◆ **MATERIAL FOR THIS EXERCISE**:
§

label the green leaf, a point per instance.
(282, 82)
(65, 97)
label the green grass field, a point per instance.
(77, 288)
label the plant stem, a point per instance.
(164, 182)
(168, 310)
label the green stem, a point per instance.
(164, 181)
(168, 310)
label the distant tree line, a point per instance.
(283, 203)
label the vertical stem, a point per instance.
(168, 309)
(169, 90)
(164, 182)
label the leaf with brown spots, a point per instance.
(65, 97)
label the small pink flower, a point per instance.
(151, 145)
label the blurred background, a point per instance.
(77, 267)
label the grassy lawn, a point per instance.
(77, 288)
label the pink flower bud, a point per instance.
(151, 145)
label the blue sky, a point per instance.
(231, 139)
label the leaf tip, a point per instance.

§

◆ **GOAL**: Copy everything in the records word for word, from the line containing "label the grassy lawn, a point per instance." down to the end of the records, including both the first and last lines.

◆ **ANSWER**:
label the grassy lawn, a point per instance.
(77, 288)
label the pink flower bud, a point per instance.
(151, 145)
label the blue sky, a point per instance.
(231, 139)
label the leaf tip, a point per instance.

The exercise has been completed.